**Your instructions**
Rewrite the lines below as a Markdown table with the columns Row and Line, starting from the first line and ending with the line that contains "point(652, 632)", both included. Number each line in order and leave out any blank lines.

**Excerpted records**
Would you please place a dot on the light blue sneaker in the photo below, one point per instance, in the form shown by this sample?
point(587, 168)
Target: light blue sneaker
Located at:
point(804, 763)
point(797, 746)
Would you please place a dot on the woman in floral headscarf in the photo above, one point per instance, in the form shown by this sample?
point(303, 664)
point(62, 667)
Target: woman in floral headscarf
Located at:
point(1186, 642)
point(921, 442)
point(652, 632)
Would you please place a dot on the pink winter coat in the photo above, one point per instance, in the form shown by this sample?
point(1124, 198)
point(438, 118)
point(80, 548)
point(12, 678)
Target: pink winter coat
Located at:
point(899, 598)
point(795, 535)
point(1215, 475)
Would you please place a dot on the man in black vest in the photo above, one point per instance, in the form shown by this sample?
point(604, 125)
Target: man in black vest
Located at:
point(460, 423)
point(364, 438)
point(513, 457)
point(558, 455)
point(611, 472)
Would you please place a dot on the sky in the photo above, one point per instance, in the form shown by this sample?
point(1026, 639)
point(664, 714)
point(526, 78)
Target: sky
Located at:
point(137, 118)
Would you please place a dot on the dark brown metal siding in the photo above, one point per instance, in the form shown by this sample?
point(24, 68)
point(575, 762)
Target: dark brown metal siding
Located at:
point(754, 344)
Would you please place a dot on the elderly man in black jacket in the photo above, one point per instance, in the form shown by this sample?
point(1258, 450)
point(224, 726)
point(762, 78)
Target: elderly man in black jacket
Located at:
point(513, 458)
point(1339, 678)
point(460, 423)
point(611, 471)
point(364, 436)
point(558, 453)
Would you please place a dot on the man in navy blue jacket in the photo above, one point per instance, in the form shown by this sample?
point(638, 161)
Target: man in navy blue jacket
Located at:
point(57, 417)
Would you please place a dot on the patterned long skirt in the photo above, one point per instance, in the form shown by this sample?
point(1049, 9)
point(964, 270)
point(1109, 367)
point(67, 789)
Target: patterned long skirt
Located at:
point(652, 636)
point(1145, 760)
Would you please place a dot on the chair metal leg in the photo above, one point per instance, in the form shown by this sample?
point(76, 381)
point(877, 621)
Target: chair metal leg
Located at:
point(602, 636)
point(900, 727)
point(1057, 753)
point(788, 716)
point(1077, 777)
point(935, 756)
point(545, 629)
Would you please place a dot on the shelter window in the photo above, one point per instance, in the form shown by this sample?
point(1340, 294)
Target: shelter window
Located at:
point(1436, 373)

**Exercise answer**
| Row | Line |
|---|---|
| 1 | Would you please place a dot on the light blue sneaker in the photo below, one point per instance, in the form shown by this sample? |
| 2 | point(587, 168) |
| 3 | Target: light blue sneaker |
| 4 | Located at: |
| 5 | point(804, 763) |
| 6 | point(797, 746) |
| 7 | Would you please place a dot on the woman in floral headscarf in the photo above, one point per instance, in the form shown by this sample? |
| 8 | point(303, 664) |
| 9 | point(62, 667) |
| 10 | Target: woman in floral headscarf |
| 11 | Located at: |
| 12 | point(1186, 642) |
| 13 | point(921, 442) |
| 14 | point(652, 632) |